▶ PROMPT A:
Answer these from the article on healing after oral surgery:
(i) What painful condition can drinking through a straw lead to?
(ii) Which two exercises does it name as among the best to try?
(iii) Besides a blood clot, what might excessive talking right after surgery undo?
▶ PROMPT B:
Reproduce, word for word, the stretch of the article on healing after oral surgery from "If you’re a" through "gums—so no running!".

======== PROVIDED PASSAGE

Dental Healing: 4 Steps to Take After Undergoing Oral Surgery

June 6, 2017

If you’re planning to undergo oral surgery, there are some things that you can do after your procedure to facilitate the healing process. Taking the proper precautions can help you avoid certain complications that could undo many of the positive effects of your surgery. Here are four great ways to care for yourself following oral surgery:

1. Eat with Caution

During the recovery process, you likely won’t be able to eat the way that you normally do. Foods that are spicy and acidic can cause a lot of irritation and should be avoided immediately after surgery. Drinking shakes and other beverages through a straw can cause a blood clot where a tooth was pulled to dislodge and result in a painful condition known as dry socket. Some of the best things to consume include protein powder shakes and other meal replacement supplements that will give you ample nutrition and help you heal faster. Other foods that are soft and don’t require a lot of chewing can also be eaten.

Some of the other foods that you might want to consider eating while you’re still in the recovery process are mash potatoes, jell-o, yogurt, applesauce, ice cream, pasta, and soft fruits and well-cooked vegetables. As for foods that you will definitely want to avoid are spicy foods (these will irritate any sores that you have), popcorn, chewy meats (think steak and pork), and alcohol.

2. Avoid Strenuous Workouts

If you’re a fitness enthusiast, try to resist the temptation to exercise too much while you’re in recovery. Whether you had your wisdom teeth pulled, underwent a soft tissue graft or received dental implants at the hands of a dental specialist, such as one from the Oral Surgery Center, working out at a rigorous pace can cause surgical areas to bleed and result in further complications. If you were sedated for your procedure and try to exercise too soon afterwards, you’ll likely feel more lethargic and put yourself at risk for injury. It’s best to do low-impact exercises if you feel compelled to work out. Yoga and light strength training are some of the best exercises to try. Basically, you don’t want to do anything that will make your teeth feel like they are rocking around in your gums—so no running!

3. Keep Talking to a Minimum

Talking forces you to use the muscles in your mouth, and doing too much of it can bring on complications. You might dislodge a blood clot or undo your stitches if you speak excessively immediately following your surgery. You may have to talk through clenched jaws for a few days until it’s safe to use your mouth freely again. Having a notepad to jot down messages or typing what you wish to say into a computer or mobile phone can save you from having to speak. You can also try using sign language cues to get your point across. Another great tool that you probably have on your hands is your cell phone. With it, you can resort to texting people rather than talking to them. You should be cautious in this regard for at least a day or two after your oral surgery. Before doing so and expecting others to follow along, it would be a good idea to make sure that your family and friends (those who are most likely to talk to you on a daily basis) know ahead of time what you are going through and how you’ll be handling communication during that time.

================
======== SUPPLIED MATERIAL

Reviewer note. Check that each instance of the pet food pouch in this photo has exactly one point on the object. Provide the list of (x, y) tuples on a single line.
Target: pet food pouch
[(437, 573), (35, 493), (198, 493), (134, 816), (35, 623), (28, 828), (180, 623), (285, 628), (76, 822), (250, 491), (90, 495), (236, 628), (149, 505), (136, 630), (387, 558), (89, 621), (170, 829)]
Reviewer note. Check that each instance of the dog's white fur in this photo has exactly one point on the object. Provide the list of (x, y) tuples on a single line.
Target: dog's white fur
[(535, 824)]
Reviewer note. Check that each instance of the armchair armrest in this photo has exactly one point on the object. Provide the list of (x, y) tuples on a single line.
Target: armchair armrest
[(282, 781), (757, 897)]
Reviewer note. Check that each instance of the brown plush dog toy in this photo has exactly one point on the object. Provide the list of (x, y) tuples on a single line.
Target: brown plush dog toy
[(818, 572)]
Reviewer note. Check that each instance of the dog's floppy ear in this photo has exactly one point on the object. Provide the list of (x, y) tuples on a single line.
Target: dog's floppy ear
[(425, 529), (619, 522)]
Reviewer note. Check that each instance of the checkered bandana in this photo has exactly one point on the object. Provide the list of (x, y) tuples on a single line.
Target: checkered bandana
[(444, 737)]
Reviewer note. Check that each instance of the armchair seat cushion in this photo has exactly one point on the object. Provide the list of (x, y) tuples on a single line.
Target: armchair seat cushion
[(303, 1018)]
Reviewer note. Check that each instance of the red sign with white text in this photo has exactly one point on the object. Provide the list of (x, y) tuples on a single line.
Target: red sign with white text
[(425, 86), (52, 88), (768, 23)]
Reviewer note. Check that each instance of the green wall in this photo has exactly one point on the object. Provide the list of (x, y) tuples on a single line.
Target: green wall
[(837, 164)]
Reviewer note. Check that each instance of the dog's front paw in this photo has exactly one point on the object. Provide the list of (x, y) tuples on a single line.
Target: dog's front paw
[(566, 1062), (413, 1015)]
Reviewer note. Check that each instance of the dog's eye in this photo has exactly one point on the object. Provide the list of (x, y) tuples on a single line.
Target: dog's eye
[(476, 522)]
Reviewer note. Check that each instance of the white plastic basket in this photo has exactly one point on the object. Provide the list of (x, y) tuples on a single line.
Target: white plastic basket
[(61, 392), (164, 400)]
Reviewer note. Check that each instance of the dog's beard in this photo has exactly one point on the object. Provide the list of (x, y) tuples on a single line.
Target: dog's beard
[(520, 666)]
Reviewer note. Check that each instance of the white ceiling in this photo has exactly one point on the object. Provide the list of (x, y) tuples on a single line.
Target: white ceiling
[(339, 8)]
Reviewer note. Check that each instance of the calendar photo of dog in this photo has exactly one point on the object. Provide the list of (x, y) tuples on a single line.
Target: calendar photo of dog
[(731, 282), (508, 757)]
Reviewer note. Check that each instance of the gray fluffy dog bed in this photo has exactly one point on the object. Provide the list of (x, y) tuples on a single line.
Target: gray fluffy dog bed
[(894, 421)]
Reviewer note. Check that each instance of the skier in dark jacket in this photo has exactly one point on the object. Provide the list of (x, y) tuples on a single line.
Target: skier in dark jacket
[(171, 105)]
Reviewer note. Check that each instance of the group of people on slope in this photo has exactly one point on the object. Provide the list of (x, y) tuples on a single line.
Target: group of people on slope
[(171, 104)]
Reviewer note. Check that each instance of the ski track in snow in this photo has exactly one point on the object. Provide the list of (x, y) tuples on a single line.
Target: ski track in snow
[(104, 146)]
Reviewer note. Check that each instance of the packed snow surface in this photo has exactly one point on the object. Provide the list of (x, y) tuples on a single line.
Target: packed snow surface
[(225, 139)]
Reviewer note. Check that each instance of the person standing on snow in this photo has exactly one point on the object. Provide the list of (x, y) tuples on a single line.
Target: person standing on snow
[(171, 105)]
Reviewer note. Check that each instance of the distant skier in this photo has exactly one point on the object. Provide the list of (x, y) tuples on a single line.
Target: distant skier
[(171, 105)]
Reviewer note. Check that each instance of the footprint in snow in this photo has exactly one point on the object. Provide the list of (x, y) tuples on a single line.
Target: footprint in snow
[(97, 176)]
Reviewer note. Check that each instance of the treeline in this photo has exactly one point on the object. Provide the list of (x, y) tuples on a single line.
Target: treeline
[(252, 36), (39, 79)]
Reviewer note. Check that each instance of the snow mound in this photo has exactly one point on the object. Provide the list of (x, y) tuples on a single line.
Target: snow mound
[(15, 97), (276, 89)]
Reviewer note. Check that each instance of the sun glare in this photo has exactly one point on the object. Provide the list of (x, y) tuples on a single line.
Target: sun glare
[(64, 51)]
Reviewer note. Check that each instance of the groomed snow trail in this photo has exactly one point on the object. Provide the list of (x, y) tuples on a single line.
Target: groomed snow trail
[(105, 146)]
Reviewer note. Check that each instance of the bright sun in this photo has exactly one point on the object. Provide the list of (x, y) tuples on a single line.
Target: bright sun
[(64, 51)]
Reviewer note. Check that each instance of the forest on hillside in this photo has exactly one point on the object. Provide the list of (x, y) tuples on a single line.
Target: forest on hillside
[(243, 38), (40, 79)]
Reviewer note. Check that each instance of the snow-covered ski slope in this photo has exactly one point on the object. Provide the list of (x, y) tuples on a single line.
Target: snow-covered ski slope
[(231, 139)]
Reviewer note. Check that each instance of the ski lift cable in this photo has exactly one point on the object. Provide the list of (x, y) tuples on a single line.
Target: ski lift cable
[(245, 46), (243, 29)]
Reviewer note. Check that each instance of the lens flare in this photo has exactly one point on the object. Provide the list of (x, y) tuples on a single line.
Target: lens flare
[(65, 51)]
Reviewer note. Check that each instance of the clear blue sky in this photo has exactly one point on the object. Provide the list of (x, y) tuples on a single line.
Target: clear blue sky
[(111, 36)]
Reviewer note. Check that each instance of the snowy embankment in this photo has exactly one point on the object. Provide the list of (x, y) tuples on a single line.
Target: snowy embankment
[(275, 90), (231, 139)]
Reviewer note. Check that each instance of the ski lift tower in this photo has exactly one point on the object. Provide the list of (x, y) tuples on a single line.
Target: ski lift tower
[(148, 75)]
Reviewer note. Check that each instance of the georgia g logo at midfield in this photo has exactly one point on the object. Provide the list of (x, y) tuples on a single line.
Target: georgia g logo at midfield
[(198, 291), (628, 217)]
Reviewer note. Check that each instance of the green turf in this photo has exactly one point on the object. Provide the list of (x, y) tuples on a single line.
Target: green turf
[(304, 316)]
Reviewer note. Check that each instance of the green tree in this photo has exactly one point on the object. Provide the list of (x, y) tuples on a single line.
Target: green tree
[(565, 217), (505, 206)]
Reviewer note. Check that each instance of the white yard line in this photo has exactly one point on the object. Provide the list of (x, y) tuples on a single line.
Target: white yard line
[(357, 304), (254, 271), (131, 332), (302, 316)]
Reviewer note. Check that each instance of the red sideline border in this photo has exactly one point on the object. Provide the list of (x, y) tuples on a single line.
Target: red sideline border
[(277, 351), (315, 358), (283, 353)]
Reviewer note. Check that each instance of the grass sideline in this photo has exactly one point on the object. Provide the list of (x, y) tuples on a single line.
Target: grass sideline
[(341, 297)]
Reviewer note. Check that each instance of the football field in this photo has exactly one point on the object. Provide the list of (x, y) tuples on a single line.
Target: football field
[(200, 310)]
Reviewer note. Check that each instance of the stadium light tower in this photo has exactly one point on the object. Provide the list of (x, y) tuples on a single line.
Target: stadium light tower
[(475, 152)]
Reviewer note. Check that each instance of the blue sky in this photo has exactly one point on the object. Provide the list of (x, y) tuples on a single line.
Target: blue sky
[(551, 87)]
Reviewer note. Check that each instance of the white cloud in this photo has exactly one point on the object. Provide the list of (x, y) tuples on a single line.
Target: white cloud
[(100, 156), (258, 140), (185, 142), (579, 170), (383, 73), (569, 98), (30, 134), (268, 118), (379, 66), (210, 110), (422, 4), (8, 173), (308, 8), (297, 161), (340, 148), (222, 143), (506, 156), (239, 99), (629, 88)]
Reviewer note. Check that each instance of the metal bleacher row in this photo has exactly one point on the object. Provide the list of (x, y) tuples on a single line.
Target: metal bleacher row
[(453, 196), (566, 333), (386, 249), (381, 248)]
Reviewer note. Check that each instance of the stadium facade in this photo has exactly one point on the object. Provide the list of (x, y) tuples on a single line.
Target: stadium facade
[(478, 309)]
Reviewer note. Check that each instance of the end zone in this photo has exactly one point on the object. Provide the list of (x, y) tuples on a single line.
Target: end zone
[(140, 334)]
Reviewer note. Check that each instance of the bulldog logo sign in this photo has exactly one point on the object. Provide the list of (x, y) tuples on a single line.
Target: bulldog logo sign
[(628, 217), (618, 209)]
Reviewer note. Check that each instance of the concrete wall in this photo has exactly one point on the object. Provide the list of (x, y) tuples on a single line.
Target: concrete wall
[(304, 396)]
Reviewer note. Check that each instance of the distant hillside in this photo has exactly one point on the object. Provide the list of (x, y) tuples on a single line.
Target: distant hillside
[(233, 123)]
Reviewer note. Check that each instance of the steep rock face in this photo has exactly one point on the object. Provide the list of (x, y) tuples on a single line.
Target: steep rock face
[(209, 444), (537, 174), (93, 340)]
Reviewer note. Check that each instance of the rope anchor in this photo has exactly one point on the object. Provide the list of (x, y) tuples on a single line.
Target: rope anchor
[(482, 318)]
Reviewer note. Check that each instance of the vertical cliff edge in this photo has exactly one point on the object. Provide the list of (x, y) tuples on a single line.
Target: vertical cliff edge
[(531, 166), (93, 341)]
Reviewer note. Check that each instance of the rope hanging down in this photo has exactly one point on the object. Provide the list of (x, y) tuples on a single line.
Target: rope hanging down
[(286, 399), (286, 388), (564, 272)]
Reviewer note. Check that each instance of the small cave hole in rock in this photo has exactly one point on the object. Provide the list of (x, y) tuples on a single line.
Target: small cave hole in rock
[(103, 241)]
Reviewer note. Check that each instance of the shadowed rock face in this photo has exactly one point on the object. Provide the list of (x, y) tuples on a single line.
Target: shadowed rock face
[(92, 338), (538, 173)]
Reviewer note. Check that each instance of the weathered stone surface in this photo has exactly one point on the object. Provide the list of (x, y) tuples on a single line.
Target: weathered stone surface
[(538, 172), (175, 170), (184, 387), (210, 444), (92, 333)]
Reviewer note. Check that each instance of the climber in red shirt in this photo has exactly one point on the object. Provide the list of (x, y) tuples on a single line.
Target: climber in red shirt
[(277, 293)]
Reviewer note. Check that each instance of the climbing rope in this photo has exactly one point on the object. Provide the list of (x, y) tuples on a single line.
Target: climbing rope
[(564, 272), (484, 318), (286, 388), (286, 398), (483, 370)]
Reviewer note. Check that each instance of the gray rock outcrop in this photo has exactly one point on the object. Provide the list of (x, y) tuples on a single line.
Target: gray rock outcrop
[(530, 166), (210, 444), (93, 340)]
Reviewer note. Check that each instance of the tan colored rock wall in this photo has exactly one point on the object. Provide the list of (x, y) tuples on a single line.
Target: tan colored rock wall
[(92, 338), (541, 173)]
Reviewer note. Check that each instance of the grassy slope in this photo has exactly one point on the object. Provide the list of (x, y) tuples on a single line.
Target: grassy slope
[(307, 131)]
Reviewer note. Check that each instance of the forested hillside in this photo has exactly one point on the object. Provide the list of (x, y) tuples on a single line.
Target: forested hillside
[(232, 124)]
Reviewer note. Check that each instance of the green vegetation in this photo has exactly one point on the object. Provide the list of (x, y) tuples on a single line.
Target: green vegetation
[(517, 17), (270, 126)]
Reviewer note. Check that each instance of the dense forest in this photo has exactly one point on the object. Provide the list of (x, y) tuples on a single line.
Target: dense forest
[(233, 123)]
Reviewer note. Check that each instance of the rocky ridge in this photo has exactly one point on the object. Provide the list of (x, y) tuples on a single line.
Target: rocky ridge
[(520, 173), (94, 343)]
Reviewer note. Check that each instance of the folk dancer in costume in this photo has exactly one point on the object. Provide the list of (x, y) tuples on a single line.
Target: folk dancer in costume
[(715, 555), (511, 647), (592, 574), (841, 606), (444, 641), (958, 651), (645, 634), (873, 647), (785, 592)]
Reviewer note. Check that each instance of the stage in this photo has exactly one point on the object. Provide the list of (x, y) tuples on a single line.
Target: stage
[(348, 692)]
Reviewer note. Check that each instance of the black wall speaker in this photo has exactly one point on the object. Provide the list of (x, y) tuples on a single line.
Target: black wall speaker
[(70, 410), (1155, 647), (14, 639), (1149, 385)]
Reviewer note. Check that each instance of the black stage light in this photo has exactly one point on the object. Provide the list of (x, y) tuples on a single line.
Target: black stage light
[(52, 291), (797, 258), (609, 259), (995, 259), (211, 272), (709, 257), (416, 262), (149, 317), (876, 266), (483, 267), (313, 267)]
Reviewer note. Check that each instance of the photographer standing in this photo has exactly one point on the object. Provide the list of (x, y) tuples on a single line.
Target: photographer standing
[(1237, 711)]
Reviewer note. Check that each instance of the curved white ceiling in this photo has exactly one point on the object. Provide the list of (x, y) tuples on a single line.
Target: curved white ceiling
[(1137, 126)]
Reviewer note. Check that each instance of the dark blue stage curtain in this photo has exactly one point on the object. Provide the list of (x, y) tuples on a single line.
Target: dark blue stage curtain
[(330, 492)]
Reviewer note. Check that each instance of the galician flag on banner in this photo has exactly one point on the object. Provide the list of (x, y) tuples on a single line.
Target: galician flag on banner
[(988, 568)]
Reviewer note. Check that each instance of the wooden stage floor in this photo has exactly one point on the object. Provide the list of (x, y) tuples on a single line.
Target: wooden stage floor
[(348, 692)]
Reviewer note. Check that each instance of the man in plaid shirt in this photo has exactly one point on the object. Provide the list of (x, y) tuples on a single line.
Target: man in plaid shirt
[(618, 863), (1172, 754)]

================

▶ RESULT A:
(i) Dry socket
(ii) Yoga and light strength training
(iii) Your stitches

▶ RESULT B:
If you’re a fitness enthusiast, try to resist the temptation to exercise too much while you’re in recovery. Whether you had your wisdom teeth pulled, underwent a soft tissue graft or received dental implants at the hands of a dental specialist, such as one from the Oral Surgery Center, working out at a rigorous pace can cause surgical areas to bleed and result in further complications. If you were sedated for your procedure and try to exercise too soon afterwards, you’ll likely feel more lethargic and put yourself at risk for injury. It’s best to do low-impact exercises if you feel compelled to work out. Yoga and light strength training are some of the best exercises to try. Basically, you don’t want to do anything that will make your teeth feel like they are rocking around in your gums—so no running!